Omit the images, then output each of the records below exactly.

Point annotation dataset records

============

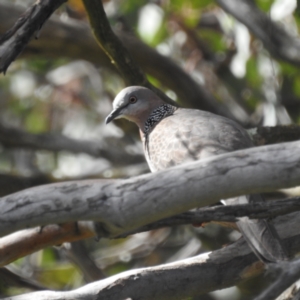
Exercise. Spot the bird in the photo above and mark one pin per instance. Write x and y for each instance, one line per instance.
(173, 136)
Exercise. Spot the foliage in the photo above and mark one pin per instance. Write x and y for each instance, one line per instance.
(72, 97)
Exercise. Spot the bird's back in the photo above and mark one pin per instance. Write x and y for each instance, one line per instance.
(189, 135)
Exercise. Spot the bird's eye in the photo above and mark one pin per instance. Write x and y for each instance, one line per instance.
(132, 99)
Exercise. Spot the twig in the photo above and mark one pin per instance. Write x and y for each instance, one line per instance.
(14, 40)
(289, 273)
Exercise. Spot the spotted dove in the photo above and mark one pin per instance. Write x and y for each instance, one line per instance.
(172, 136)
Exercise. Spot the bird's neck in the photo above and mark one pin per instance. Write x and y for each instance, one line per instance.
(159, 113)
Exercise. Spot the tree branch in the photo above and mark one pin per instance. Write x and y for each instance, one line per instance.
(14, 40)
(12, 137)
(275, 39)
(74, 40)
(179, 280)
(122, 205)
(32, 240)
(289, 272)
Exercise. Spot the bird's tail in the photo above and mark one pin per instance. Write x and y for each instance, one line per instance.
(260, 235)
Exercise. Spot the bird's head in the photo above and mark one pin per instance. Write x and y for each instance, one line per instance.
(134, 103)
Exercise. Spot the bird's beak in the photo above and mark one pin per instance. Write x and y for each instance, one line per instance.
(114, 114)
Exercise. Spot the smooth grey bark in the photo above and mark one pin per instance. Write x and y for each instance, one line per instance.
(122, 205)
(194, 276)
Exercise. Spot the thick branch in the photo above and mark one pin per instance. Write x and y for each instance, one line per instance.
(14, 40)
(198, 275)
(32, 240)
(280, 44)
(122, 205)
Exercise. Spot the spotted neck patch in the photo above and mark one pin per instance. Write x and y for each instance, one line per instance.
(157, 115)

============

* _RESPONSE_:
Exercise. Spot the bird in the photo above and mark one pin per instance. Write x and y for each instance, one line per instance.
(173, 136)
Exercise. Spot the foliage in the photo above and mark one pin per instance. Write x and y for each instance, one line per instance.
(72, 97)
Exercise. Spot the bird's back in the photo above and mark one pin per instance. Write x and y for each instance, one line per instance.
(189, 135)
Exercise. Spot the bird's eye in the photo above and mark one pin per instance. Write x and y for each instance, one line per instance.
(132, 99)
Exercise. Spot the twig in the photo above and mark one pin per instance. Write x and y for each instance, one line per instance.
(14, 40)
(289, 273)
Exercise. Spot the spotted dove in the photo above and mark one pin per instance. Write x and y for each instance, one line per instance.
(172, 136)
Exercise. Spot the bird's neck in the photo above and mark one pin per instance. Write x and y for each instance, one line per instance.
(159, 113)
Exercise. Spot the tree branch in the photo above and mark one pin per instance. Write x and y for each instance, one line per instance.
(14, 40)
(12, 137)
(275, 39)
(74, 40)
(179, 280)
(122, 205)
(32, 240)
(289, 272)
Exercise. Spot the bird's tail in the photo above and mark one pin per instance. Write x and y for each instance, one line per instance.
(260, 235)
Exercise. Spot the bird's head in the photo above and mark one pin per instance. Write x and y for each instance, one line per instance.
(134, 103)
Exercise. Spot the bird's beak in the photo above and mark one pin per instance. Write x and y for each instance, one line per instance.
(114, 114)
Exercise. Spot the smooth grey bark in the photo above and mark one pin per instance. Write x and y for each instance, one line per instance.
(122, 205)
(194, 276)
Exercise. Spot the thick branch in the photo above and mark one pin per instance. Write x and y for each instance, one line per instance.
(14, 40)
(198, 275)
(32, 240)
(280, 44)
(122, 205)
Exercise. Spot the spotted neck patch in the photo above and mark one pin per instance. Write x and y for each instance, one line per instance.
(157, 115)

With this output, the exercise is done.